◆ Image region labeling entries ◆
-----

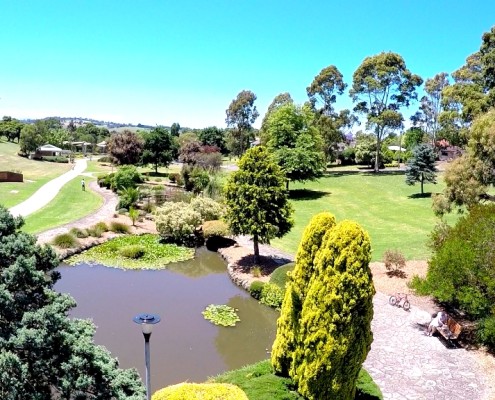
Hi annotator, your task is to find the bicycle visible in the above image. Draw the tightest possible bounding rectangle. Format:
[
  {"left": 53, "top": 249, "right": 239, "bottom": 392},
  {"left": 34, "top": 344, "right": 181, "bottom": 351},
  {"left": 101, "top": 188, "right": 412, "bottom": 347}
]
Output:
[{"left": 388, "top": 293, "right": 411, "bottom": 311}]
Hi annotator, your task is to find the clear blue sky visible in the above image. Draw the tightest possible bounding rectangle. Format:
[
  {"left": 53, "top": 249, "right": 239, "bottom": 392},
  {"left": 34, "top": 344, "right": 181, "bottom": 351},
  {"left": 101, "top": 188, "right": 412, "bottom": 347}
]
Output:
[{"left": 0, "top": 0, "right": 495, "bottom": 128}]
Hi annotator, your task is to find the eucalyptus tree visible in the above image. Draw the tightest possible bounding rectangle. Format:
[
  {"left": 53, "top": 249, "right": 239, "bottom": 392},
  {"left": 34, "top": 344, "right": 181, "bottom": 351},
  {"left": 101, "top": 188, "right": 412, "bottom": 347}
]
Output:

-----

◆ The task ◆
Could you repeat the entries above word for word, leaving out the pictures?

◆ Task response ◆
Hi annotator, your task is to find the bicycle visible in the above image. Draw the tightest possible bounding rectangle. Format:
[
  {"left": 53, "top": 249, "right": 239, "bottom": 392},
  {"left": 34, "top": 344, "right": 181, "bottom": 351},
  {"left": 101, "top": 188, "right": 412, "bottom": 347}
]
Output:
[{"left": 388, "top": 293, "right": 411, "bottom": 311}]
Hi annotator, your task is to find the clear blue sky visible in the above image. Draw the tightest possible bounding rectangle. Format:
[
  {"left": 53, "top": 249, "right": 239, "bottom": 392},
  {"left": 34, "top": 344, "right": 181, "bottom": 351},
  {"left": 101, "top": 188, "right": 412, "bottom": 347}
]
Output:
[{"left": 0, "top": 0, "right": 495, "bottom": 128}]
Hi annotator, your task is to find the eucalyptus tree visible in the above image. Draw the tightest possible bounding rectangle. Format:
[
  {"left": 53, "top": 249, "right": 239, "bottom": 392},
  {"left": 34, "top": 344, "right": 181, "bottom": 351},
  {"left": 101, "top": 188, "right": 412, "bottom": 347}
]
Output:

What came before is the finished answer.